• _Assignment_: Omit all pictures. Quote the lines from the one with "on bag. Return only the coordinates." through the end of the listing below, exactly as they appear.

------ Source material ------

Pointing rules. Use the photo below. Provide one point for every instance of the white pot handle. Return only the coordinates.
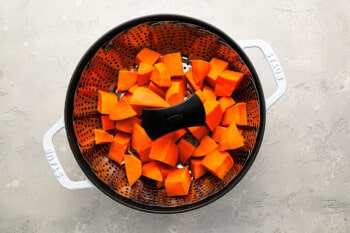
(54, 162)
(275, 66)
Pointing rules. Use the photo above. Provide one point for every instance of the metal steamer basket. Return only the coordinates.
(195, 39)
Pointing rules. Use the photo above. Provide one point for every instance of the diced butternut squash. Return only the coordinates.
(236, 113)
(225, 102)
(199, 93)
(143, 96)
(185, 149)
(231, 138)
(107, 123)
(152, 170)
(133, 168)
(208, 93)
(173, 61)
(106, 101)
(218, 132)
(227, 82)
(165, 170)
(159, 82)
(147, 56)
(101, 136)
(119, 147)
(122, 111)
(179, 134)
(213, 113)
(198, 131)
(164, 150)
(206, 145)
(200, 70)
(161, 91)
(161, 75)
(216, 67)
(126, 125)
(141, 142)
(144, 72)
(176, 92)
(178, 182)
(218, 163)
(126, 79)
(197, 168)
(190, 79)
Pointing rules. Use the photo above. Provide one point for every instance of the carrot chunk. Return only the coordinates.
(106, 101)
(143, 96)
(126, 79)
(147, 56)
(119, 147)
(178, 182)
(197, 168)
(133, 168)
(152, 170)
(216, 67)
(218, 163)
(213, 113)
(227, 81)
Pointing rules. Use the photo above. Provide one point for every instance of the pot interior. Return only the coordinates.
(98, 70)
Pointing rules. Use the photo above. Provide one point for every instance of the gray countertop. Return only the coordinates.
(300, 181)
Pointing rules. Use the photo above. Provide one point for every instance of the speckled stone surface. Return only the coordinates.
(300, 181)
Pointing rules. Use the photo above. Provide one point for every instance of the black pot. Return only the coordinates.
(164, 33)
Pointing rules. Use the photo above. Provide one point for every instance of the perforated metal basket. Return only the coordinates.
(98, 70)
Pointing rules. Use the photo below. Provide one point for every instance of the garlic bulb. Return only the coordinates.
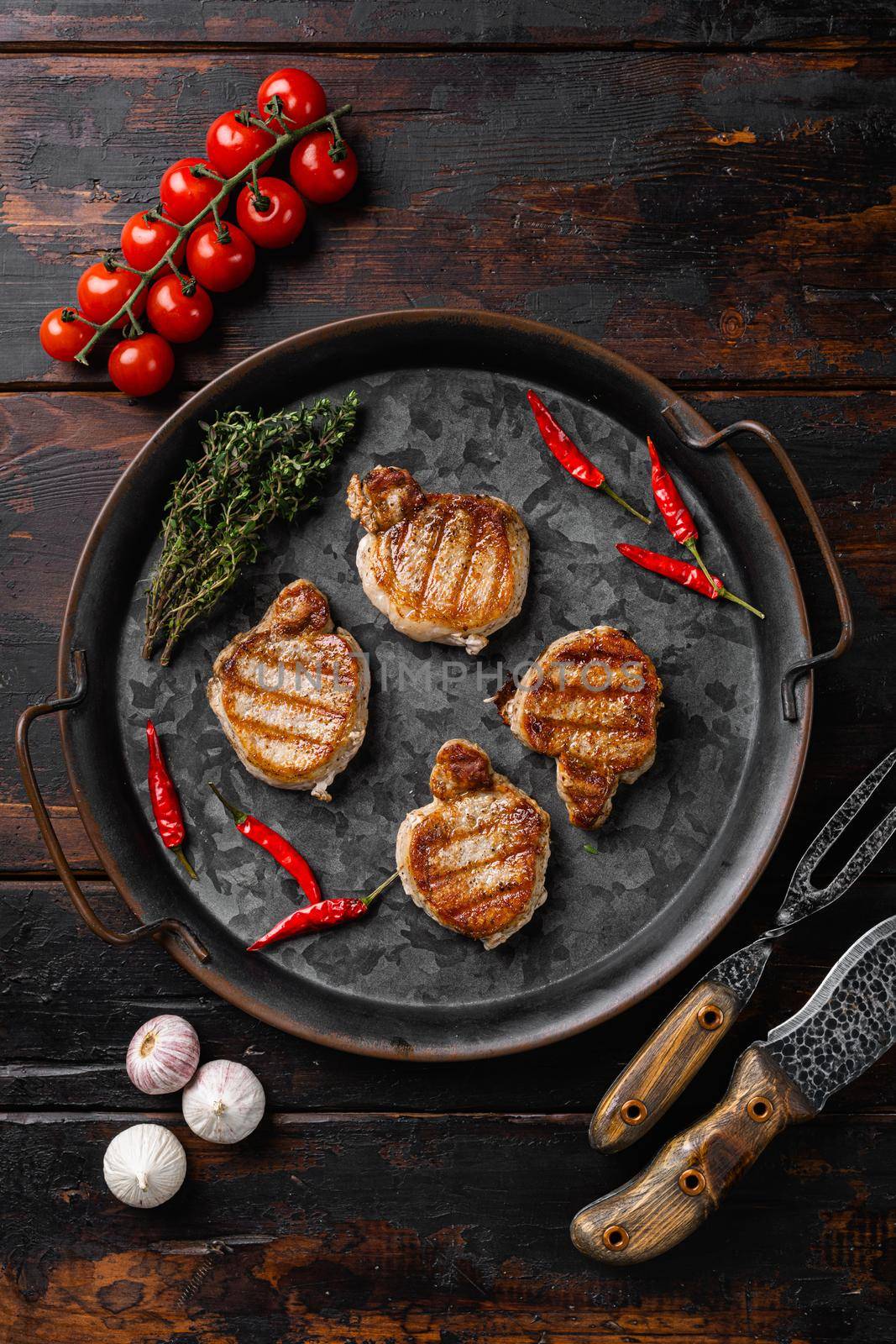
(163, 1055)
(223, 1102)
(144, 1166)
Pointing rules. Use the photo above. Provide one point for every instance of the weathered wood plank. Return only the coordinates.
(707, 215)
(436, 1229)
(311, 24)
(62, 454)
(70, 1005)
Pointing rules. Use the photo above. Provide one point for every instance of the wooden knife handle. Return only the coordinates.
(688, 1178)
(663, 1068)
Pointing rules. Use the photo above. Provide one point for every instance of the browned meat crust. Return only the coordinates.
(474, 858)
(291, 692)
(590, 701)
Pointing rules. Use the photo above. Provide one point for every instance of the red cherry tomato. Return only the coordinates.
(63, 339)
(144, 241)
(315, 172)
(302, 98)
(221, 266)
(231, 147)
(284, 219)
(141, 366)
(184, 195)
(101, 292)
(175, 315)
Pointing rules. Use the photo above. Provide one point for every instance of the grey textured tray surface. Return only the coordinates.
(465, 430)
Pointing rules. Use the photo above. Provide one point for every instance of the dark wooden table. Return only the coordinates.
(707, 188)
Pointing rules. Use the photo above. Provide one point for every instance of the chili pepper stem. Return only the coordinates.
(231, 806)
(286, 139)
(624, 503)
(379, 890)
(741, 602)
(692, 546)
(186, 862)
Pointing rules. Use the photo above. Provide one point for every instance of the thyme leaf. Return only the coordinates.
(251, 470)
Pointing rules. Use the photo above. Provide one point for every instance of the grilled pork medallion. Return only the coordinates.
(445, 568)
(474, 858)
(591, 701)
(291, 694)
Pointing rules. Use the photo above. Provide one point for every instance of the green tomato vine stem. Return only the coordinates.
(289, 138)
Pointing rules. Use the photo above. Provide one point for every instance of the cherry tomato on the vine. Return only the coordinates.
(231, 147)
(302, 98)
(280, 222)
(144, 241)
(141, 366)
(315, 172)
(175, 315)
(101, 292)
(221, 265)
(184, 195)
(63, 333)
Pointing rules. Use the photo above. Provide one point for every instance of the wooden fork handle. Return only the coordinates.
(688, 1178)
(664, 1066)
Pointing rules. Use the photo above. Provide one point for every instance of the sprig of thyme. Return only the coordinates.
(253, 470)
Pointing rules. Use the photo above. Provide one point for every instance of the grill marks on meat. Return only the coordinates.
(443, 568)
(590, 701)
(474, 858)
(291, 694)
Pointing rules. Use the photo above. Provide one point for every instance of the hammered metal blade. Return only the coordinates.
(741, 971)
(846, 1025)
(802, 897)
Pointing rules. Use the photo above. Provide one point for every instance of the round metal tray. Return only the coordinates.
(443, 394)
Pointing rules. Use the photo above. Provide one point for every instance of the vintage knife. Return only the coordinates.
(680, 1046)
(846, 1025)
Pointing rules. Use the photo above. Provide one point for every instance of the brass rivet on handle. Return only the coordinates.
(711, 1018)
(759, 1109)
(616, 1238)
(692, 1182)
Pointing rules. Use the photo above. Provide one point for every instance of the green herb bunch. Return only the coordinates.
(253, 470)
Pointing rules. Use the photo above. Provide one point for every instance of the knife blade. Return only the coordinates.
(684, 1041)
(846, 1026)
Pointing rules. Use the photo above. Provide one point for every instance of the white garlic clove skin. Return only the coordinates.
(223, 1102)
(144, 1166)
(163, 1055)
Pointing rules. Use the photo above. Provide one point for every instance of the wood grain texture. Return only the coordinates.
(69, 1007)
(432, 1229)
(376, 24)
(707, 215)
(663, 1068)
(694, 1173)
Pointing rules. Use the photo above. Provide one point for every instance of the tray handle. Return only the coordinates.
(797, 669)
(51, 839)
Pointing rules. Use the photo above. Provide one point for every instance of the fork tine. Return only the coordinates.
(839, 823)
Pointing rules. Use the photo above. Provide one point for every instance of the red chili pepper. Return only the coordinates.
(277, 847)
(324, 916)
(673, 508)
(165, 804)
(571, 457)
(683, 573)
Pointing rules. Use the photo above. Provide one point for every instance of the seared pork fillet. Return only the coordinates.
(474, 858)
(445, 568)
(291, 694)
(591, 701)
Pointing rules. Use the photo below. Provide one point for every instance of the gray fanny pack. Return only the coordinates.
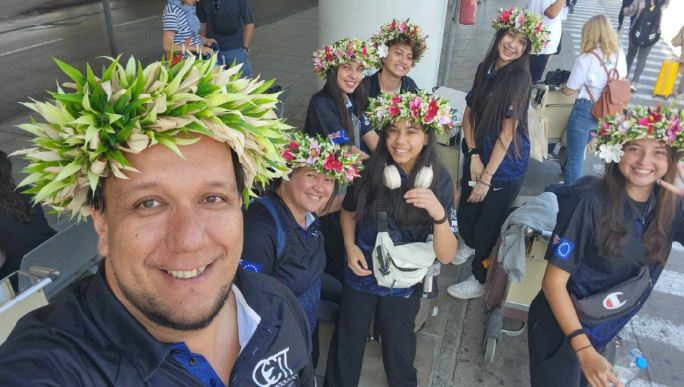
(614, 302)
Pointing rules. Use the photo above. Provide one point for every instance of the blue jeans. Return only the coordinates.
(239, 56)
(580, 124)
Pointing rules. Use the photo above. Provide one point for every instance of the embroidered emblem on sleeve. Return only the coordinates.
(250, 266)
(564, 249)
(274, 371)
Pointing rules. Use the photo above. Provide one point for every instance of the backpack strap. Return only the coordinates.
(611, 74)
(280, 231)
(381, 216)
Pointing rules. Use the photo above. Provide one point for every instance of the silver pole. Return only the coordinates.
(450, 44)
(110, 30)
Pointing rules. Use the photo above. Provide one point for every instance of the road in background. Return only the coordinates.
(34, 31)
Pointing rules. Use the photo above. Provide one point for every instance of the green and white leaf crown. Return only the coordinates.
(431, 111)
(86, 132)
(393, 30)
(660, 123)
(323, 155)
(344, 51)
(523, 21)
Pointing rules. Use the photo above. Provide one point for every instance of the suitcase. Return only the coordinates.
(666, 78)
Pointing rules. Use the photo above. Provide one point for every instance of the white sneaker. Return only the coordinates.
(462, 253)
(470, 288)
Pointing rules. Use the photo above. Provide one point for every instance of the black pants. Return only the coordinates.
(553, 362)
(641, 54)
(537, 66)
(396, 319)
(479, 223)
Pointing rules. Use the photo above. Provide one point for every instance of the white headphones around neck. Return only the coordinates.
(392, 179)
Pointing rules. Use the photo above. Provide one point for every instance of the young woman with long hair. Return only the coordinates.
(282, 229)
(588, 78)
(400, 44)
(496, 145)
(405, 179)
(610, 231)
(339, 107)
(338, 110)
(22, 226)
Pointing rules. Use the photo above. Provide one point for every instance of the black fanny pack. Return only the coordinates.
(614, 302)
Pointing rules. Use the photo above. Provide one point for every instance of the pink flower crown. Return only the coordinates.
(341, 52)
(322, 155)
(523, 21)
(431, 111)
(393, 30)
(660, 123)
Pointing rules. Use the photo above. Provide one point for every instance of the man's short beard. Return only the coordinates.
(156, 311)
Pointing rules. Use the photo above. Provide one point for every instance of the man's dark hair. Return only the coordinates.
(96, 199)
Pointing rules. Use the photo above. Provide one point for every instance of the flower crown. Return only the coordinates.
(393, 30)
(431, 111)
(660, 123)
(526, 22)
(87, 131)
(341, 52)
(322, 155)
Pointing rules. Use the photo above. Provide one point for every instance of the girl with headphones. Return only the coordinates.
(405, 179)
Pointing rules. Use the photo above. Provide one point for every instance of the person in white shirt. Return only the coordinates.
(550, 10)
(588, 78)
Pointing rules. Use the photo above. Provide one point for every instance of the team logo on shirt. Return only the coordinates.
(612, 301)
(274, 371)
(563, 248)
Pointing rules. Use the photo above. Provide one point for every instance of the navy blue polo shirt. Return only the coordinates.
(300, 266)
(371, 85)
(575, 247)
(226, 23)
(324, 118)
(366, 234)
(86, 337)
(511, 168)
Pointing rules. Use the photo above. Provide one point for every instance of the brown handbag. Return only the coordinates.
(614, 97)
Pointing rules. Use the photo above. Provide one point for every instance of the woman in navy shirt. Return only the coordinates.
(496, 145)
(609, 230)
(282, 232)
(417, 205)
(338, 108)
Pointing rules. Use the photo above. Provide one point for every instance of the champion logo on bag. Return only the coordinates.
(612, 301)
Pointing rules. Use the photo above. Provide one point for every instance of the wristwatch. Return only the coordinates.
(474, 151)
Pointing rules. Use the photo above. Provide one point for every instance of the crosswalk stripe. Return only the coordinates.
(671, 282)
(645, 383)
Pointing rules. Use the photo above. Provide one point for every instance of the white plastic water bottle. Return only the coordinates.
(627, 367)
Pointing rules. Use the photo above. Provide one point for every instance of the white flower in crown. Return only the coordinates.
(610, 153)
(382, 51)
(625, 126)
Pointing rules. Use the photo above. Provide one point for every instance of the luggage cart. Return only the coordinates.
(504, 299)
(550, 108)
(510, 300)
(15, 305)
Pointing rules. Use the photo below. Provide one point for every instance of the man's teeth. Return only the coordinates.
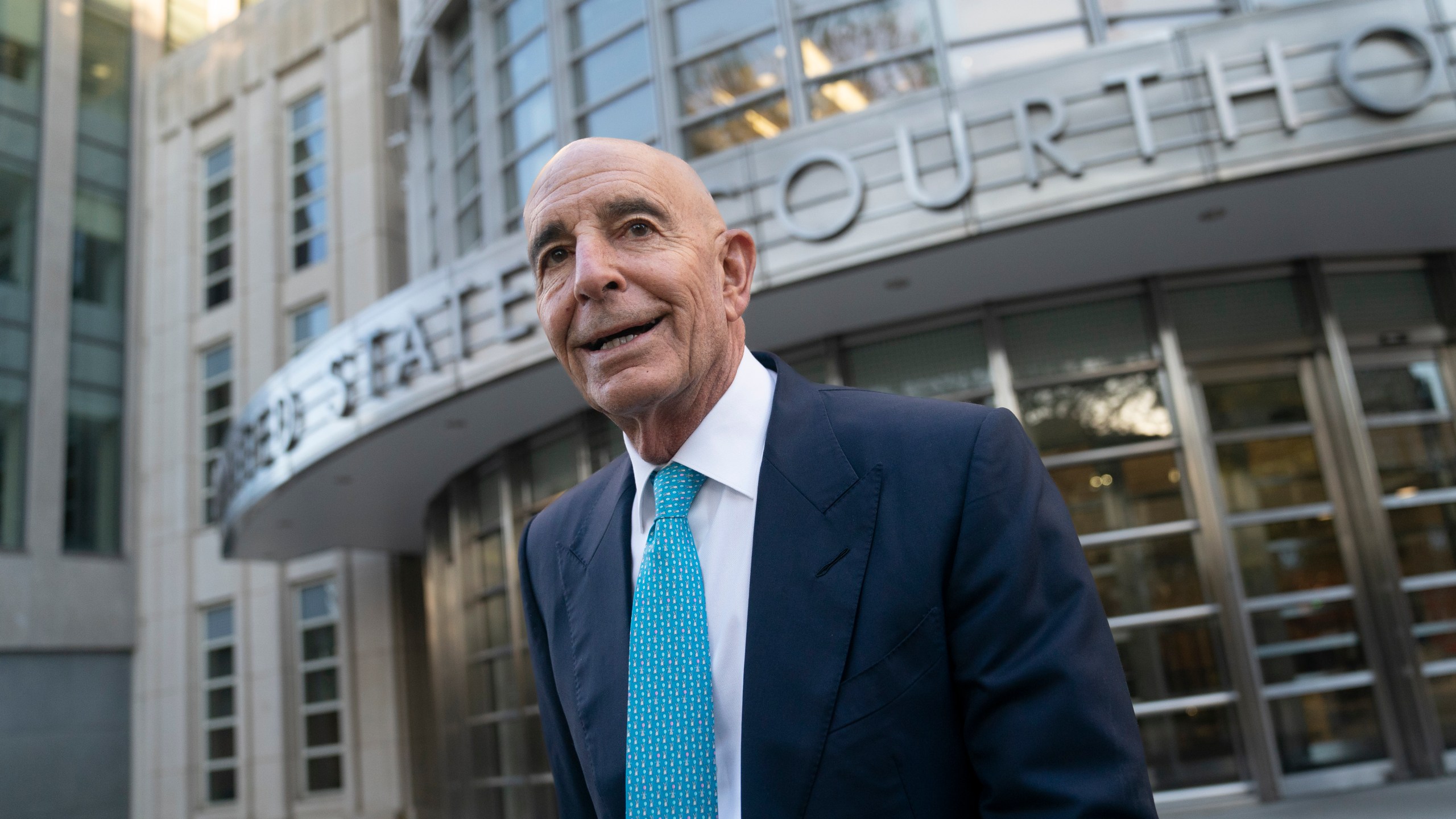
(619, 341)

------

• _Answer for this exercise_:
Pointing rules. Use the photo above. Provide one point for every instance of the champion logo on bag. Return only the coordinates.
(612, 301)
Pointing rules. Use the photo above. Provide one point for every instance of the wristwatch. Return only the coordinates.
(474, 151)
Pointing rules. Use the photo above. Provide one point for every instance of the crosswalk stripe. Return only the coordinates.
(671, 282)
(645, 383)
Pointing rules. Use the photo above. Provide one point for every instance of the white plastic water bottle. Return only the coordinates.
(627, 367)
Pointing rules. Use the photo above. Provide one point for every instance of the white flower in crown. Return only the coordinates.
(610, 153)
(382, 51)
(625, 126)
Pointing rules. Use the photo above. Provide one point for every instance of the luggage cart. Return only the coordinates.
(504, 299)
(550, 108)
(510, 300)
(15, 305)
Pointing rules. Use the photo below. Provide one point for every instance of the man's teeth. Return only the coordinates.
(619, 341)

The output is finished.